Your reply should be one number: how many lines of the records below contain the string "instance".

BEGIN Data supplied

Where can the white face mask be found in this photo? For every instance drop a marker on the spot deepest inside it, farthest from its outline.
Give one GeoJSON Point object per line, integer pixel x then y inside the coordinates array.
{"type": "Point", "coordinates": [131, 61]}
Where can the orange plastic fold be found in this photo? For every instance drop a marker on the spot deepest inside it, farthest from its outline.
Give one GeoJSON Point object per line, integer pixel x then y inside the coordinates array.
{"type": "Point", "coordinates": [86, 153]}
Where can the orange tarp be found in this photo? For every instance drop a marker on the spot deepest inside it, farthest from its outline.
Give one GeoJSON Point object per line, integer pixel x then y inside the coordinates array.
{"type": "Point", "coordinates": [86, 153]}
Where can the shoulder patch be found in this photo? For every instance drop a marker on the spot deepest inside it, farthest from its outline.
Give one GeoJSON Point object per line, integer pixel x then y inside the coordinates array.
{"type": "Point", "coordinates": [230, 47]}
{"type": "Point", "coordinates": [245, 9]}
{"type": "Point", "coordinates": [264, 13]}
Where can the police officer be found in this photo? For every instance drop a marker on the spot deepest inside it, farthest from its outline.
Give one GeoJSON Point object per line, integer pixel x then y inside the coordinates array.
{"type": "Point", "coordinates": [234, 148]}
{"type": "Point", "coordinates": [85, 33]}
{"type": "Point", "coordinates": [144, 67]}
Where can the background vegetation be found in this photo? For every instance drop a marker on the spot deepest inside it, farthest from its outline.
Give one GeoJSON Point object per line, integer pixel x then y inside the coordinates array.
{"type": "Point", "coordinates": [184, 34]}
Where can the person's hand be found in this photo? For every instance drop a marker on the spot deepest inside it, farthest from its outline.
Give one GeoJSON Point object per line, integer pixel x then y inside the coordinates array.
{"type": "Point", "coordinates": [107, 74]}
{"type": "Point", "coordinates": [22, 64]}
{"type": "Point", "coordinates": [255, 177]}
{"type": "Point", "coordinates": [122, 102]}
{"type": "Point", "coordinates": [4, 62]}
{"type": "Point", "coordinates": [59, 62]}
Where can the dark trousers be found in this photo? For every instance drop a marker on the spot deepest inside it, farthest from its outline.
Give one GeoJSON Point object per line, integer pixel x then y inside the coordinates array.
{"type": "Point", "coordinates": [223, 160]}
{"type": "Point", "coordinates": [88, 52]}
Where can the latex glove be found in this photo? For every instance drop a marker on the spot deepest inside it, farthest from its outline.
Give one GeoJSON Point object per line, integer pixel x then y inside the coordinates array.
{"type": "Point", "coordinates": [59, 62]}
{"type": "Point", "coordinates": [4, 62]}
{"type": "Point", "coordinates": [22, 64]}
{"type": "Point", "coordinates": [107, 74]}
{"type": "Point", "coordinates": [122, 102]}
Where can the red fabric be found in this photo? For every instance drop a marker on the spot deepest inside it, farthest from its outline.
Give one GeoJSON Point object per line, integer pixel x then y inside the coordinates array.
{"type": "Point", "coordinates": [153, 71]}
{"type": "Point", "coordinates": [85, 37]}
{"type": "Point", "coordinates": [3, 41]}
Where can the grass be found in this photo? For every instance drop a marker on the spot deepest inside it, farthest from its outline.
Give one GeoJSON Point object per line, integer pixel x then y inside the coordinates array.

END Data supplied

## [Reply]
11